*ПОСТАВЛЕННАЯ ЦЕЛЬ*. Извлеките из приведенного ниже материала все строки, в которых встречается слово «wood», и перепишите их без изменений.

[Данные точечной разметки]

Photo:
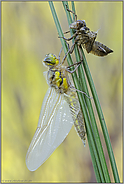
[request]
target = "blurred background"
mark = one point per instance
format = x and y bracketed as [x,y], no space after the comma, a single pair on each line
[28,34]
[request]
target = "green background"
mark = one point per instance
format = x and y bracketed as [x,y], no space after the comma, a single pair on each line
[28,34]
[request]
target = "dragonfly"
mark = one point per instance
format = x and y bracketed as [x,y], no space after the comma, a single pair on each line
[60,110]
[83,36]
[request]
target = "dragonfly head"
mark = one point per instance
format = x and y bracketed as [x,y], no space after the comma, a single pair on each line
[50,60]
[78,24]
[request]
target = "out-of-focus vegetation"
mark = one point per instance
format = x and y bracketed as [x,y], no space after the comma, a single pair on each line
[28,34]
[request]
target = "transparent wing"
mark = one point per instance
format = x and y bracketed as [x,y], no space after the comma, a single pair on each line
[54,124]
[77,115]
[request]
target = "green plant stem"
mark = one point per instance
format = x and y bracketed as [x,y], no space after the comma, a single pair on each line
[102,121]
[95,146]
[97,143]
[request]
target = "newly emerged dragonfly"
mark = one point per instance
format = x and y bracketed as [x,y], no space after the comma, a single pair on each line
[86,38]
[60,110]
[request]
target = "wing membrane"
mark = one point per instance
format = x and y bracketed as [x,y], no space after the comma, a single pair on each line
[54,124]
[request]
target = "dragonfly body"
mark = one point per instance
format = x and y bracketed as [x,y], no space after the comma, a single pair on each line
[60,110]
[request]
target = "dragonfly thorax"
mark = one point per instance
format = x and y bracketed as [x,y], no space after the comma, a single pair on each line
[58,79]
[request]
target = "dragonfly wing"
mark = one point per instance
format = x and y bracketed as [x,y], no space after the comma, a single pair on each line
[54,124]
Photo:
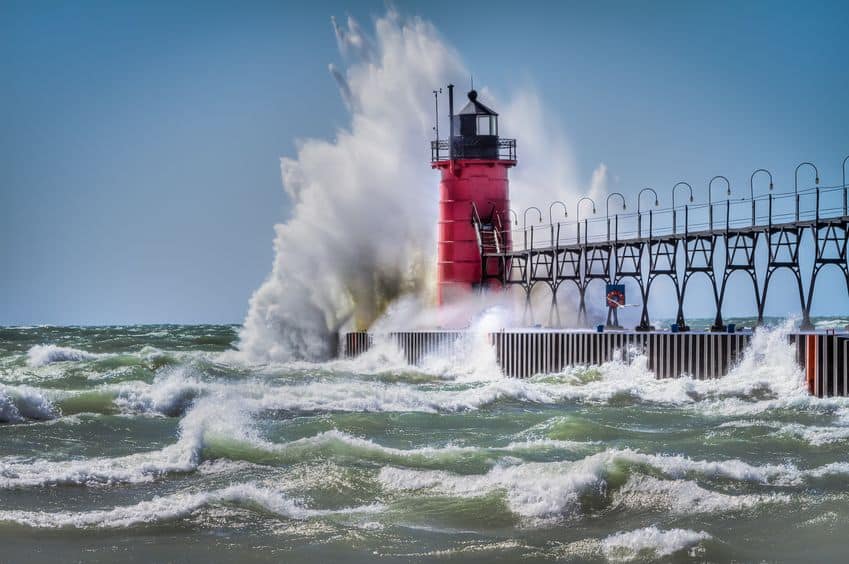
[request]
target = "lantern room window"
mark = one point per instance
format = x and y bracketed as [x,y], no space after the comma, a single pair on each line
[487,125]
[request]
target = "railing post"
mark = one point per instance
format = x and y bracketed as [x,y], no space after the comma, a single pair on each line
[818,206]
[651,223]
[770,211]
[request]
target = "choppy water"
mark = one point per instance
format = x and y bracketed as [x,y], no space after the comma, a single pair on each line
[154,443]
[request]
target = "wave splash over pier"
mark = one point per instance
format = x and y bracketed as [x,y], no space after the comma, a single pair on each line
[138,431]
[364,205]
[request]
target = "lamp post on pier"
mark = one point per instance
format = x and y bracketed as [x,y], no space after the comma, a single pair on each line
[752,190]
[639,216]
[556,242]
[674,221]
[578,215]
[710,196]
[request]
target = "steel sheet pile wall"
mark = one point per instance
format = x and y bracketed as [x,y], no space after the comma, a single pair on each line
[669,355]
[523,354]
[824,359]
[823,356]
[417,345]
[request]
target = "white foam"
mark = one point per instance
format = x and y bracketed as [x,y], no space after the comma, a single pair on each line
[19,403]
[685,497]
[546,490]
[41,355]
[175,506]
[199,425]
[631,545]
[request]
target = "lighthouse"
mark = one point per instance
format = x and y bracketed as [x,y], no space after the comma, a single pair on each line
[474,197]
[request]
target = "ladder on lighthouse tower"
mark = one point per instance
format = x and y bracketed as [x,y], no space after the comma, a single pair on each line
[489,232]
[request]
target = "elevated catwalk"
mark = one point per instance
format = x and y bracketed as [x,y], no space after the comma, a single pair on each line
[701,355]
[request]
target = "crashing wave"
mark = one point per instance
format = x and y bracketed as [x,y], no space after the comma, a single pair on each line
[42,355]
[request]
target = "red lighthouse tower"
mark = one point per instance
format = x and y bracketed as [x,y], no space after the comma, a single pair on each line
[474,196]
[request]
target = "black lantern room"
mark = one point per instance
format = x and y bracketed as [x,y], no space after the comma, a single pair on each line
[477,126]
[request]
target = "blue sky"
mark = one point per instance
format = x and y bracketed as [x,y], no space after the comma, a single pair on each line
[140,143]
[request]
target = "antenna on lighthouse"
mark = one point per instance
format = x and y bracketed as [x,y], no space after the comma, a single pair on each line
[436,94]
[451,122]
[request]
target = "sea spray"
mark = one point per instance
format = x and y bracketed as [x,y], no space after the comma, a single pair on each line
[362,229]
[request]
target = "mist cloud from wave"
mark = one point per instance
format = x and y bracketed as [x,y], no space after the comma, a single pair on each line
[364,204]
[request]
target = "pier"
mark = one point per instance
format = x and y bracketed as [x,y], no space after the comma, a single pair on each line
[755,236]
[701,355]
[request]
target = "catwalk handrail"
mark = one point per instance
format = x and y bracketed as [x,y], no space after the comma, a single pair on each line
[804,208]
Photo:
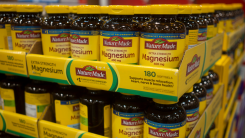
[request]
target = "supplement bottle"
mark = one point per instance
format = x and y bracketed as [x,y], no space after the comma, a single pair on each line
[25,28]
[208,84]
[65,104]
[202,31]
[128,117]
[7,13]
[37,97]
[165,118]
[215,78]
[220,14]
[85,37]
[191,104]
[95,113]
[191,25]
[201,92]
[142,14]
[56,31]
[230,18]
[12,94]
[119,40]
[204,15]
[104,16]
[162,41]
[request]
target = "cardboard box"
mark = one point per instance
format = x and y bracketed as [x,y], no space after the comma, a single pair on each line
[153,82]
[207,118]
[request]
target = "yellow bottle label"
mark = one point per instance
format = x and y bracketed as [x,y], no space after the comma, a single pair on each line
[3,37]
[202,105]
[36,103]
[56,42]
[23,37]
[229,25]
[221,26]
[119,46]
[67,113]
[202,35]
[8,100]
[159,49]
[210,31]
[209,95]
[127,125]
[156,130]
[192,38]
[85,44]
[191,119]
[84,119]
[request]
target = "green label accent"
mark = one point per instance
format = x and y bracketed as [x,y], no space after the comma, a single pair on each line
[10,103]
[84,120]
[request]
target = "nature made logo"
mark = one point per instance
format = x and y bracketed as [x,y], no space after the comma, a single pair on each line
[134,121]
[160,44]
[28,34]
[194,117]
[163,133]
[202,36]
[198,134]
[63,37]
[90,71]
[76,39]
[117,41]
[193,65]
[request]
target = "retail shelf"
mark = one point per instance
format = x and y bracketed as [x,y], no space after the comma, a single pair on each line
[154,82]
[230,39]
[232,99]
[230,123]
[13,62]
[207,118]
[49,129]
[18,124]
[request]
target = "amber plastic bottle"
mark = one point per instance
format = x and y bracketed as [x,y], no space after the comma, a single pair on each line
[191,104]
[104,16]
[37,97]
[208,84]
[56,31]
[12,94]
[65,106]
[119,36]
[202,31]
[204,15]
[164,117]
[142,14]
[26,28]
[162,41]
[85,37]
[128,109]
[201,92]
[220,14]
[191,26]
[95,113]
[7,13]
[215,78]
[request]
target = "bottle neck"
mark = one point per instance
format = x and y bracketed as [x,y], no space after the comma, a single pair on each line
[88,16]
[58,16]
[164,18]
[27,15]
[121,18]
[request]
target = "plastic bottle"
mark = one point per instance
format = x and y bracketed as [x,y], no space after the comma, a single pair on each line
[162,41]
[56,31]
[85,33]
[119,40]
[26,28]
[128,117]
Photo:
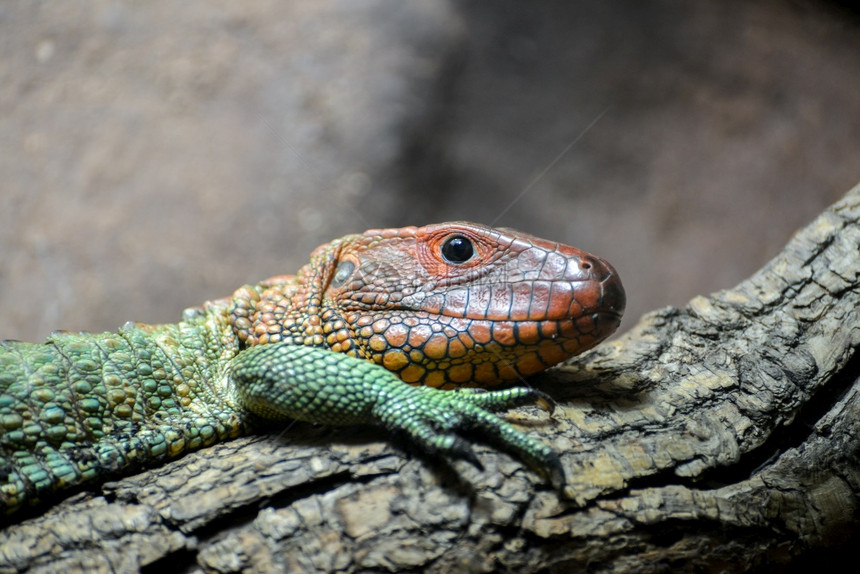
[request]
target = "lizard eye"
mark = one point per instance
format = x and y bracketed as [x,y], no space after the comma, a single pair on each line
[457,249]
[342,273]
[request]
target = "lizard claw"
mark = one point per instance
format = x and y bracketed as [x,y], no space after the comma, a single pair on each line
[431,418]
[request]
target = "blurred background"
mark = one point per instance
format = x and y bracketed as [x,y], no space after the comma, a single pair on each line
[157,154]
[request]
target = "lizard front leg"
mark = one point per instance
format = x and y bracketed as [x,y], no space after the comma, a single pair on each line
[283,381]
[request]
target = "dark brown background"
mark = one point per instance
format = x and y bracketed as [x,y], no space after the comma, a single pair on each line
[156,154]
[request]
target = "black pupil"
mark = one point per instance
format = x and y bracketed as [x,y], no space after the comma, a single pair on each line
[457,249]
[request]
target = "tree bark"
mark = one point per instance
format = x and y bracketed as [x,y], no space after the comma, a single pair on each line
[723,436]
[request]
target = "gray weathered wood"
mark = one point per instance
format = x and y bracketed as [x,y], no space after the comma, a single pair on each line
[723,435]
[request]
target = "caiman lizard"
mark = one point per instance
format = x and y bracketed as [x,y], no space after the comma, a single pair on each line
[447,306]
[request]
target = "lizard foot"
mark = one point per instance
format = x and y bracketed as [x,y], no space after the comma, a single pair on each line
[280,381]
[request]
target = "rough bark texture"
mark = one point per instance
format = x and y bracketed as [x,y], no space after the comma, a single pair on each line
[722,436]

...

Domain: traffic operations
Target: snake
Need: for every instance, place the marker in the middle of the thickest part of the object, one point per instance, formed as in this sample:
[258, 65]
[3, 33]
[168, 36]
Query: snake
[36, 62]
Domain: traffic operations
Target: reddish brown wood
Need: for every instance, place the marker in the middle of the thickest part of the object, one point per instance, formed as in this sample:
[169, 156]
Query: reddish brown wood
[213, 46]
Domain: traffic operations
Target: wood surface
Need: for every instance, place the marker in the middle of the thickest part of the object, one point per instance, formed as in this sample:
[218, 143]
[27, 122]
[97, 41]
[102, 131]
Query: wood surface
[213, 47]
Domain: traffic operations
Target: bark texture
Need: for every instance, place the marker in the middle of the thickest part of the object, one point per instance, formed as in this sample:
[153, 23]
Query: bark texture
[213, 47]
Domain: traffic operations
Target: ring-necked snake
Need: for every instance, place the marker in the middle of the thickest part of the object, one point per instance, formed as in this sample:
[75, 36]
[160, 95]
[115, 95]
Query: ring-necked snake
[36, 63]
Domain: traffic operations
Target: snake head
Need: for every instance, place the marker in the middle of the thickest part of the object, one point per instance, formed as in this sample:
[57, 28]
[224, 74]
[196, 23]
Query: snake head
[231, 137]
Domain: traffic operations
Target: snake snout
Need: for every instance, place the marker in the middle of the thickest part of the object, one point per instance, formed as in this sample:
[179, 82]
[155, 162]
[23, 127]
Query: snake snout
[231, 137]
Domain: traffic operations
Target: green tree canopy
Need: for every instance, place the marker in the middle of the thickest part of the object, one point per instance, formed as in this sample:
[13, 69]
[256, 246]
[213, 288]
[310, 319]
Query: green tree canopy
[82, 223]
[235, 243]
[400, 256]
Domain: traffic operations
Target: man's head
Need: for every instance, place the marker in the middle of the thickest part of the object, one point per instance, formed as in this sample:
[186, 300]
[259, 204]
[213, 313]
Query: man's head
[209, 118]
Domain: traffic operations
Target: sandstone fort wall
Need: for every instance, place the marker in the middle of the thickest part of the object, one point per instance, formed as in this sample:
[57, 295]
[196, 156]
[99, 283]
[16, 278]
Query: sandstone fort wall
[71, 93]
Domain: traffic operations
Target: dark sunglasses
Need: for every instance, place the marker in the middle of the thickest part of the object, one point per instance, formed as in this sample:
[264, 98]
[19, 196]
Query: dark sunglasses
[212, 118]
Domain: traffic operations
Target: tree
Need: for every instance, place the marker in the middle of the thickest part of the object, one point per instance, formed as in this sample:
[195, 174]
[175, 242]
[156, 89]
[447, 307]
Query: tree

---

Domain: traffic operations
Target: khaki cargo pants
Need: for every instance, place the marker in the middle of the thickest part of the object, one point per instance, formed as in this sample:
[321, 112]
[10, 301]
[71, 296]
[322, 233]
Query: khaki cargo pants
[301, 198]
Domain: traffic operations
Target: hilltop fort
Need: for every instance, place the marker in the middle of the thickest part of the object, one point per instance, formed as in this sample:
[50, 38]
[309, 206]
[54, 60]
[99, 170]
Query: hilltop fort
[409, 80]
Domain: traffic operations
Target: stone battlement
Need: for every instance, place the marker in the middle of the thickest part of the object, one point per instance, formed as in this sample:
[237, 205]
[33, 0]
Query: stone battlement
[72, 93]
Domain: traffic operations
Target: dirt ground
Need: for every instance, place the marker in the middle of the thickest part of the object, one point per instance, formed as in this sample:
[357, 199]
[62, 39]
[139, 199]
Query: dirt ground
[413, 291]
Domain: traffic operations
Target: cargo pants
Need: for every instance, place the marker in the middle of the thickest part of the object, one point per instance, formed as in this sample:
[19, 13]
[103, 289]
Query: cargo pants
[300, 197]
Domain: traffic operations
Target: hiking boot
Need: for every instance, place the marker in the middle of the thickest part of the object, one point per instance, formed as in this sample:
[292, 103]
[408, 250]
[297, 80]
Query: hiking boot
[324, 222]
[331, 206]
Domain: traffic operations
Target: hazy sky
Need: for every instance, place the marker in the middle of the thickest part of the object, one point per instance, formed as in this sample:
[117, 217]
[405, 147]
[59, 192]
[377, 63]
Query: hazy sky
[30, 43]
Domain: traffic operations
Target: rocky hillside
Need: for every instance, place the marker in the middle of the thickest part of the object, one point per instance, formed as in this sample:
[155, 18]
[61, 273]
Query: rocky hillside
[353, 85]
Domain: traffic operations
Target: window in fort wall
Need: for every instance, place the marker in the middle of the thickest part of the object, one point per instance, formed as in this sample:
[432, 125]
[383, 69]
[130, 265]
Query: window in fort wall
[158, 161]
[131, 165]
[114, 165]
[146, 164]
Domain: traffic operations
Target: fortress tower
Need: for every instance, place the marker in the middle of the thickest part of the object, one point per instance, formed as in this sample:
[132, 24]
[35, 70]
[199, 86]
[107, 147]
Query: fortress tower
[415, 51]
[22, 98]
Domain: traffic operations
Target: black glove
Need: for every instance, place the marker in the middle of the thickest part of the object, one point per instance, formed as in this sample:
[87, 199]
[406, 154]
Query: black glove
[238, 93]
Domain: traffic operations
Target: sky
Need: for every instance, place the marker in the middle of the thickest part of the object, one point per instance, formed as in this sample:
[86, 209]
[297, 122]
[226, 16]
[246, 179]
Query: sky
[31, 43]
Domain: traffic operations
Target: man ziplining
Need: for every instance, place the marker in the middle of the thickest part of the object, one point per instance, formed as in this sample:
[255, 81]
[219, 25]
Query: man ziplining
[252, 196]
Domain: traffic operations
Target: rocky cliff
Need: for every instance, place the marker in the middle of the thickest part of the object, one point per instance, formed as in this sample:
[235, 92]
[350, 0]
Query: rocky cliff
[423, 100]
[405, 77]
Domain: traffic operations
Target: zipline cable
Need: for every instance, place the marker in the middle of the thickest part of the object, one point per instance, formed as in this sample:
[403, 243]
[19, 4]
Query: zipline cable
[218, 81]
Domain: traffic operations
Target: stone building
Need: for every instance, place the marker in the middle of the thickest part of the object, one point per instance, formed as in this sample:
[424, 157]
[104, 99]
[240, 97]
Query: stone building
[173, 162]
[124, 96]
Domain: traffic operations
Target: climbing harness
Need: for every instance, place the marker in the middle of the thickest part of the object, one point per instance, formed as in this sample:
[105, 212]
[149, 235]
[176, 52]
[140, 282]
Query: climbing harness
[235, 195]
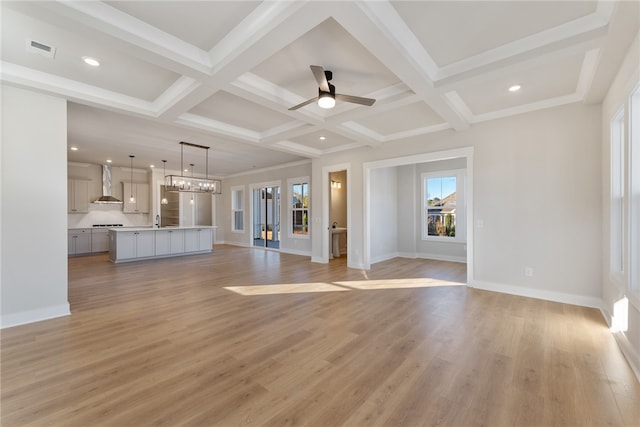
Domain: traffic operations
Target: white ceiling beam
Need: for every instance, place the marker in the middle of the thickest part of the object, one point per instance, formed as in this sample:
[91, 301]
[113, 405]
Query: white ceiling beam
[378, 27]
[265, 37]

*ПОЛНЫЙ ОТВЕТ*.
target = "gray weathered wood"
Target: reddish brown wood
Query: reddish brown wood
Target: wood surface
Query: wood surface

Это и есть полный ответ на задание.